» Problems
1. In the St. Patrick post below, what year does Patrick land on the shores of Ireland?
2. List every person named in the St. Patrick post below.

* Begin Excerpt to read *

Man on a Mission PT. 3

Now that the celebration week of Saint Patrick is over and his name has quickly been forgotten by those that see it as just another day, allow me to finish the third part of my research on the Saint…not the Day.  For those of you that are just tuning in, check out my last two post to get caught up!

http://historyishiring.com/the-saint-not-the-day/

http://historyishiring.com/a-dream-that-changed-history/

The year is 432 A.D. and St. Patrick and his small entourage just landed on the shores of Ireland.  Upon arrival the team of strangers to the land were spotted and confronted by chief master, Dichu.  Not only was Dichu’s Patrick’s first contact, he was his host, FIRST CONVERT, and he also gave Patrick his barn for a church! That should give you an idea of how powerful God was working through Patrick from the start!

Of course this was only the beginning.  Patrick was extremely bold and passionate about his message of the GOSPEL and he took it directly to the top pagans and druids with a daring statement!  It was the eve of Easter (March 24th according to the calendars of their time) when Laoghaire, High King of Ireland, was also celebrating an ancient druidic ritual and festival with the people from the land.  It was a sacred lighting of a fire said to symbolize the “resurrection of the life-giving sun from the winter’s death”.  So on that eve this WAS to be the first fire lit from the royal hill.  St. Patrick and his team had other plans; they strategically posted up on the hill across from the royal hill and camped out until the darkness came.   It was in this darkness when St. Patrick lit up a flame that challenged and defied all that the druids stood for!  This defying flame was seen by the king and all the druids and enraged them.  The account told by Muirchu (7th Century biographer)

* End Excerpt to read *
* Begin Records shown *

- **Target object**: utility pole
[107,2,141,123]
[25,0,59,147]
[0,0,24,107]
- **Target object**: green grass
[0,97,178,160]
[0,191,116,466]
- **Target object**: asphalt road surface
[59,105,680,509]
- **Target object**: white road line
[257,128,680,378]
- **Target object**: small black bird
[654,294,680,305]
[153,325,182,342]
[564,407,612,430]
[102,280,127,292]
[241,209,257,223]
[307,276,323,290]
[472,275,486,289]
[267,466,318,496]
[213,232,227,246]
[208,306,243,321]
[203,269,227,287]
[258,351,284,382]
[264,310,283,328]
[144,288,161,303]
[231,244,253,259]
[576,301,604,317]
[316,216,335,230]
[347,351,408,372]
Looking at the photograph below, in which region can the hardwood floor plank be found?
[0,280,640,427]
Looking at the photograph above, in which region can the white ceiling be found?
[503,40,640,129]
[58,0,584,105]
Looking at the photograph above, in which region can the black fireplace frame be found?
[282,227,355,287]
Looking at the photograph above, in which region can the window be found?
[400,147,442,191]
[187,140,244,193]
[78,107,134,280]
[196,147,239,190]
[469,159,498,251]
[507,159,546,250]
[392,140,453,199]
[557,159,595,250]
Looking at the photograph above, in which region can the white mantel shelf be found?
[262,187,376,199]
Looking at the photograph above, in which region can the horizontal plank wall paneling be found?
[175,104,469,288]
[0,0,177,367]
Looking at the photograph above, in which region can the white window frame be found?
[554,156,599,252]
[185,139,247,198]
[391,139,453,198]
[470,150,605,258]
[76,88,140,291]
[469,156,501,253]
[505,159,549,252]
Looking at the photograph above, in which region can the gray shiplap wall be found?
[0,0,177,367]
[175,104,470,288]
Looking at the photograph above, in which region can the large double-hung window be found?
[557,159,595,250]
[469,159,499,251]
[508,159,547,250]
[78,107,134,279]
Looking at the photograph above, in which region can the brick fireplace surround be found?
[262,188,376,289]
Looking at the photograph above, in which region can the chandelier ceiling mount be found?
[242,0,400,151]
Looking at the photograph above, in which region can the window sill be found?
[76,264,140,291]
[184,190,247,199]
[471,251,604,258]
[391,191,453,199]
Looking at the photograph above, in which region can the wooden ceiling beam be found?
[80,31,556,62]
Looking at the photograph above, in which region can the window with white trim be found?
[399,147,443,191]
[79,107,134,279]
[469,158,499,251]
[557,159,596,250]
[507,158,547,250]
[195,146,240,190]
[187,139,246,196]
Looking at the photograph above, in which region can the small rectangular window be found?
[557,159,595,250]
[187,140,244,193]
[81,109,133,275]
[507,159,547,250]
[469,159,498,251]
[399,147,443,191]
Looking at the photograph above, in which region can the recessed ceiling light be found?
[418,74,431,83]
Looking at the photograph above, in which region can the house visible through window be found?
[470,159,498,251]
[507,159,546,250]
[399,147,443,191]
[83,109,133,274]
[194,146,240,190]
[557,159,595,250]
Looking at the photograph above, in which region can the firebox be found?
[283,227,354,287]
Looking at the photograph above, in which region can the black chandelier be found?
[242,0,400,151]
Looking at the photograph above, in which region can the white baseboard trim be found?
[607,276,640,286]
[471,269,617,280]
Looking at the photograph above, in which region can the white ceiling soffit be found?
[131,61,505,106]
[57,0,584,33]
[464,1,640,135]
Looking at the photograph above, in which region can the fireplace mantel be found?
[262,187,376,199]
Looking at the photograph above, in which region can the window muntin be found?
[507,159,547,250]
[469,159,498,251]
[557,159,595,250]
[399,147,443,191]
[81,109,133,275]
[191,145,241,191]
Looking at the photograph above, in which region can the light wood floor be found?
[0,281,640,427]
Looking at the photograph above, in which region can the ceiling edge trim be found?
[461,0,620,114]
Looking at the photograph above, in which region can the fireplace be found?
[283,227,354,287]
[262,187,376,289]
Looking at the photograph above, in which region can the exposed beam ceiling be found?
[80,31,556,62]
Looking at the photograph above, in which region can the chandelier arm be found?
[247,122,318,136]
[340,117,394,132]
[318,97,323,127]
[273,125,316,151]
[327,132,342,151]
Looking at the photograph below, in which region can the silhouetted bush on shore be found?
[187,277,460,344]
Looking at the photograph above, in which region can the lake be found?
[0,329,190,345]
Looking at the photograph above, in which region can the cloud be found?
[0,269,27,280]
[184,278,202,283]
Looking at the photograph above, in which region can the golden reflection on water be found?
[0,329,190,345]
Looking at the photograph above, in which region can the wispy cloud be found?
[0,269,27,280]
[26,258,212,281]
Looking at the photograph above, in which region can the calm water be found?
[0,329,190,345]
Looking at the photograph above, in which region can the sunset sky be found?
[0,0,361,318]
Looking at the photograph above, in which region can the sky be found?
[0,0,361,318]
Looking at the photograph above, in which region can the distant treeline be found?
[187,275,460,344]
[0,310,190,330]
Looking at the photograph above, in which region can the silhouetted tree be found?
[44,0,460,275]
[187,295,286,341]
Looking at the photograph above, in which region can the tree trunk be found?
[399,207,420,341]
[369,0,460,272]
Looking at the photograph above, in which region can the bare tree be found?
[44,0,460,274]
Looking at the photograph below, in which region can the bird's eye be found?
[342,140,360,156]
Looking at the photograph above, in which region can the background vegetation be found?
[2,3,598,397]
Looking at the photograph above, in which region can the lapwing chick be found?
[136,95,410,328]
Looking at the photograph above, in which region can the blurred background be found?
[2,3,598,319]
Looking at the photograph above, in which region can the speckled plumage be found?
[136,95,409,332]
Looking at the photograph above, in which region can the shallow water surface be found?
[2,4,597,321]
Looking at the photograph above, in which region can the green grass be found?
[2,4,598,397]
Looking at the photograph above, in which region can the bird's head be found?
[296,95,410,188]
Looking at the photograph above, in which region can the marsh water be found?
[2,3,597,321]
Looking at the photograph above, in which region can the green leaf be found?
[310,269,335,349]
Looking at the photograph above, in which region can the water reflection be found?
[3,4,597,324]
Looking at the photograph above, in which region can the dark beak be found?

* End Records shown *

» Responses by task
1. 432 A.D.

2.
- St. Patrick
- Dichu
- Laoghaire, High King of Ireland
- Muirchu